* **Stored data**
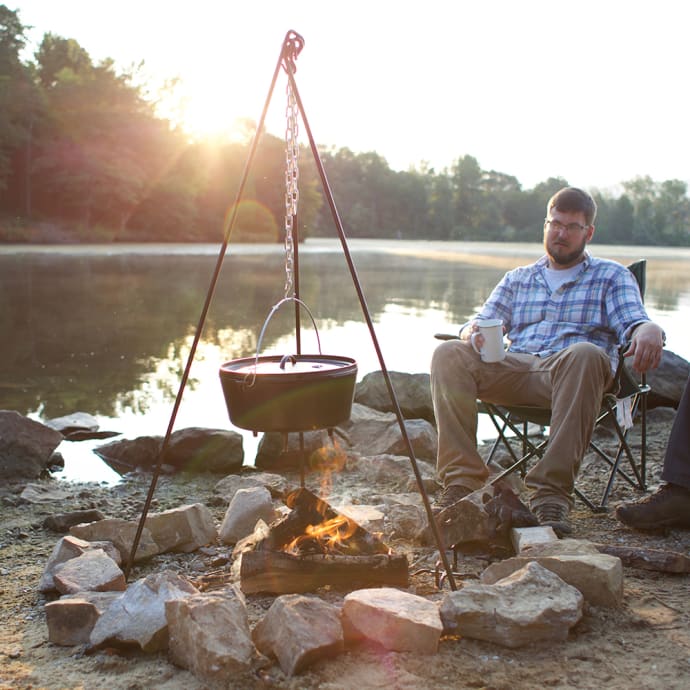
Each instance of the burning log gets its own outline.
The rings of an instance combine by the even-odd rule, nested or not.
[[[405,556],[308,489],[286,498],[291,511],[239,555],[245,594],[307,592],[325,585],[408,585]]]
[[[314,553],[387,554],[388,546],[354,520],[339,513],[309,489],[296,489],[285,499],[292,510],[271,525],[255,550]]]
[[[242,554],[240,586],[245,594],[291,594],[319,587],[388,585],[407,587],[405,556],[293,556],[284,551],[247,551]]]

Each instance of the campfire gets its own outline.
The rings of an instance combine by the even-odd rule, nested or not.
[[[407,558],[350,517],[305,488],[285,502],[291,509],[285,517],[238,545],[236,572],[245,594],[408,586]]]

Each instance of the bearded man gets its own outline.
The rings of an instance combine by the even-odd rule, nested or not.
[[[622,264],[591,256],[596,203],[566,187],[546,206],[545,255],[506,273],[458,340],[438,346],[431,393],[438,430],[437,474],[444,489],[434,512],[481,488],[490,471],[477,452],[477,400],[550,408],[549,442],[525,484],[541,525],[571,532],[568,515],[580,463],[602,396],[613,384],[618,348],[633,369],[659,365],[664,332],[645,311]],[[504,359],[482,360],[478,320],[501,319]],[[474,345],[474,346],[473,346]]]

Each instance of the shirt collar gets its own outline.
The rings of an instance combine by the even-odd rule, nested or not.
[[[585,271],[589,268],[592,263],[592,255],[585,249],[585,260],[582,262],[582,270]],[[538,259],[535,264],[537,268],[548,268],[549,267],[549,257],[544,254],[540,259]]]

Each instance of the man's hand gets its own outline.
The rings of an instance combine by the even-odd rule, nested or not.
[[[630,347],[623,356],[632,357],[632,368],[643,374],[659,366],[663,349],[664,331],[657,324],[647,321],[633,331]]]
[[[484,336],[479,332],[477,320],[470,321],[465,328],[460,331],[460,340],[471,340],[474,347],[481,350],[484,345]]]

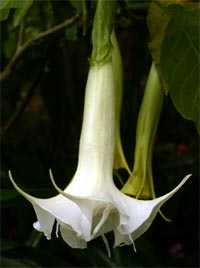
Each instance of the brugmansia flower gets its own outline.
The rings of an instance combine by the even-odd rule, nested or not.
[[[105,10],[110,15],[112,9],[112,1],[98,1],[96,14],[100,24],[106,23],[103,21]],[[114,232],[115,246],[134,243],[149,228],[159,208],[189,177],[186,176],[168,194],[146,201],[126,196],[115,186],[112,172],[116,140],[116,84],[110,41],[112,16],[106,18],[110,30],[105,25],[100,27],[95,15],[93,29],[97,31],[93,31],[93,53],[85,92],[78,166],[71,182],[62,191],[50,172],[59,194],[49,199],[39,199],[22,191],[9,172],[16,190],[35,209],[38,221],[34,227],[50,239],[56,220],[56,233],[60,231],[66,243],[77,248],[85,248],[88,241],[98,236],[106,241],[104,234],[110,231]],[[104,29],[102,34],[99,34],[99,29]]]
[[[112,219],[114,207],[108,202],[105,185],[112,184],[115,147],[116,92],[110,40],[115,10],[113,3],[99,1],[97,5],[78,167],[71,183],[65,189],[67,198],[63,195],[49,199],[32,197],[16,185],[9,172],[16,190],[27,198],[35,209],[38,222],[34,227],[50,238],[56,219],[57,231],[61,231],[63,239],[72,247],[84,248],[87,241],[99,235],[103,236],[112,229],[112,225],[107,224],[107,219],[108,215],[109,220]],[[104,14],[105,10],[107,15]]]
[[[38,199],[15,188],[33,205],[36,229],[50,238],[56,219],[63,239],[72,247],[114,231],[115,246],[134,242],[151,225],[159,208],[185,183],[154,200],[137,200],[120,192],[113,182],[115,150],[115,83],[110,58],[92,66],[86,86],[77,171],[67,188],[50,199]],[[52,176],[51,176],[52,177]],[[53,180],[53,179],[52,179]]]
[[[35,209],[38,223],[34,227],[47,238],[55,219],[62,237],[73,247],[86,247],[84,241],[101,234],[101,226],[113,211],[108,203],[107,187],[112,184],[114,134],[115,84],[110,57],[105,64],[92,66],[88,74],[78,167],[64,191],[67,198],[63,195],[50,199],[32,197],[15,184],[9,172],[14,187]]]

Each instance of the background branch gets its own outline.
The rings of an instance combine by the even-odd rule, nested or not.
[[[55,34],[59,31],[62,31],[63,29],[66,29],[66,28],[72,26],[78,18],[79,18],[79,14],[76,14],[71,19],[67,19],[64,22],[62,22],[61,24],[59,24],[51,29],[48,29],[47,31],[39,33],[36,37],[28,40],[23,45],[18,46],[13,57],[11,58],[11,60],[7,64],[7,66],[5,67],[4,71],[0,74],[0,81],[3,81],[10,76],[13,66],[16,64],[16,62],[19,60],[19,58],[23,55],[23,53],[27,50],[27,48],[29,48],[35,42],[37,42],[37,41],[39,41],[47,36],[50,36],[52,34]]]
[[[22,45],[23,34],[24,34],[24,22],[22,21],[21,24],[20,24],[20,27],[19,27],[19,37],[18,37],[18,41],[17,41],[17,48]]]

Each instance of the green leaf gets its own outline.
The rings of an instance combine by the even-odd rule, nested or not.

* **PROBLEM**
Every line above carrying the word "Each" needs to be shown.

* **RESULT FOR THIS EXERCISE**
Each instance of the burning log gets its own outline.
Each instance of the campfire gets its own outline.
Each instance of the bearded man gets its own outline.
Each instance of the shirt collar gets its own outline.
Each instance of the man's hand gets its own outline.
Each instance of the brugmansia flower gets its own outline.
Each instance of the background branch gets its own outline.
Each instance of the green leaf gets its own outline.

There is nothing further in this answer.